AIM OF THE TASK => Set down the records below in full, exactly as they read.

═════ TASK DATA ═════

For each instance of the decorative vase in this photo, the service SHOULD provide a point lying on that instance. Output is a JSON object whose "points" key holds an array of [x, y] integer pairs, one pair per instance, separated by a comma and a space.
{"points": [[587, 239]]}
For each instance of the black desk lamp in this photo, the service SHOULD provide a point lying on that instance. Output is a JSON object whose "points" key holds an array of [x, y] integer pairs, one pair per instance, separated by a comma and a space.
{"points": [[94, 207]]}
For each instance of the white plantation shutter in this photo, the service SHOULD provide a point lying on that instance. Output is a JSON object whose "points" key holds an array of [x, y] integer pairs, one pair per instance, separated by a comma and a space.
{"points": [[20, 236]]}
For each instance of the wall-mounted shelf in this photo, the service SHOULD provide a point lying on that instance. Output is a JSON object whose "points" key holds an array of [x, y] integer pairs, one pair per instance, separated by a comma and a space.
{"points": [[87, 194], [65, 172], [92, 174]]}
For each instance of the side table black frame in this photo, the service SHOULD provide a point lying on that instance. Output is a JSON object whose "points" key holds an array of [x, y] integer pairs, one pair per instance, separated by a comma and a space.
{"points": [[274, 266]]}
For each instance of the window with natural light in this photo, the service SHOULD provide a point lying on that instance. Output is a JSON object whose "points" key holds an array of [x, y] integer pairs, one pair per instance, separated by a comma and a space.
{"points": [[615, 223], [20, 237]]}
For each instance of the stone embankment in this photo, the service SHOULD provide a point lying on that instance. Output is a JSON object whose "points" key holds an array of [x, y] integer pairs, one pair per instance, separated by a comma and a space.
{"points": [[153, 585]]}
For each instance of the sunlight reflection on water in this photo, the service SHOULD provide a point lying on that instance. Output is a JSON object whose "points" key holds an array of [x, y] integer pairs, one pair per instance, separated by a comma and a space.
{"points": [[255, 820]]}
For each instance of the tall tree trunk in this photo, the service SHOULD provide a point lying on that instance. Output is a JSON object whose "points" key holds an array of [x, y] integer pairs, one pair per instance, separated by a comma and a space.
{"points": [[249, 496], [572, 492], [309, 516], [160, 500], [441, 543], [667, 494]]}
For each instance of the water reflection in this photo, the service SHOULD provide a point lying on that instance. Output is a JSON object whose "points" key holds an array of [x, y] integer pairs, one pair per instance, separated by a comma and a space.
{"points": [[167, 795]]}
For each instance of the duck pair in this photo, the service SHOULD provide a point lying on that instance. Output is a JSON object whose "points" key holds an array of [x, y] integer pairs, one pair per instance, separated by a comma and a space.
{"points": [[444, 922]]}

═════

TASK OUTPUT =>
For each instance of the decorative vase in this photo, the service SHOULD provide a point lying on that instance. Output is a JSON object whose "points" key holds an array of [x, y] integer pairs, one pair per instance, separated by a comma and a space.
{"points": [[587, 239]]}
For each instance of the black desk lamp in this photo, the service SHOULD provide a point lying on that instance. Output is a JSON object whose "points" key holds an array of [x, y] integer pairs, one pair per instance, separated by a comma and a space.
{"points": [[94, 207]]}
For each instance of the white plantation shutter in this photo, the service SHOULD provide a point lying on that instance. Output is a JSON object whose "points" key holds an array of [x, y] integer pairs, one pair per instance, separated by a comma and a space.
{"points": [[20, 236]]}
For each instance of the wall-mounted shelf in this photo, the service SHOULD provide a point lying on that instance. Output is a JSON object whose "points" key holds an array of [x, y] integer pairs, one pair per instance, separated by a comma and a space.
{"points": [[87, 194], [65, 172], [92, 174]]}
For each instance of the side table black frame in this photo, the service SHOULD provide a point lying on that instance. Output is a JSON object whose "points" key holds an array of [x, y] integer pairs, one pair per instance, separated by a comma and a space.
{"points": [[274, 266]]}
For each instance of the window with natural light in this photo, the service SHOULD provide a point lying on that instance. Output is a JSON object whose "points" key holds an array of [x, y] integer pairs, one pair per instance, separated by a comma and a space.
{"points": [[615, 223], [20, 237]]}
For each instance of the stone embankment in this photo, the service SHOULD provide a point lying on that instance. Output is a JSON object whose "points" key holds an array of [x, y] integer pairs, one pair per instance, separated by a comma and a space.
{"points": [[153, 585]]}
For each instance of the sunlight reflection on water in this photo, the service SHOULD provide a point lying on that instance. Output is a JSON object whose "points" key holds an array of [x, y] integer pairs, one pair per instance, separated by a comma and a space.
{"points": [[255, 820]]}
For each instance of the tall tree trunk in this photo, the service SHOULD provide a point lying on that instance. Output is a JSON object whose "points" key holds an array of [x, y] integer pairs, one pair per instance, separated by a comma and a space.
{"points": [[249, 496], [572, 492], [309, 516], [160, 500], [441, 543], [667, 494]]}
For each instance of the water reflection in this photo, the service SHOULD provide a point lying on that instance. Output is a JSON object whose "points" key holds an array of [x, y] integer pairs, one pair per instance, separated by a comma and a space.
{"points": [[167, 795]]}
For each instance of the duck pair in this photo, the service SHOULD provide a point lying on that instance. Output is a JSON object whose "points" key holds an array of [x, y] integer pairs, one pair per instance, separated by a comma and a space.
{"points": [[444, 922]]}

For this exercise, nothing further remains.